[Stored dataset items]
■ ■ ■ ■ ■

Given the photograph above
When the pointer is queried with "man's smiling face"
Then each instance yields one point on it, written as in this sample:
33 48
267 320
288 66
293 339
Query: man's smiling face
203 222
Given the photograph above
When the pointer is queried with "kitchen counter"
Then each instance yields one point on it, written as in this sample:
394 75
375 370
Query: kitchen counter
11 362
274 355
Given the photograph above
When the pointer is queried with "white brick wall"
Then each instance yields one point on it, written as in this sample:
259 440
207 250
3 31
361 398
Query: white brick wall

■ ■ ■ ■ ■

WHAT YOU ARE ASKED TO DO → Recopy the entries above exactly, with every line included.

RESULT OF THE EXERCISE →
Given the photograph above
When the pointer is queried with "man's smiling face"
Then each instance yields one point on it, written as in this sample:
33 48
267 320
288 66
293 339
Query: man's smiling face
203 222
Given the photograph above
When the pointer is queried with "kitchen counter"
Then each instance yields one point on it, written as in this sample:
394 75
375 370
Query: kitchen counter
11 362
274 355
Given the photograph above
When the pointer is queried with "white brick wall"
Then each instance yields one point on it, written as in this sample:
259 440
207 250
3 31
361 398
Query: white brick wall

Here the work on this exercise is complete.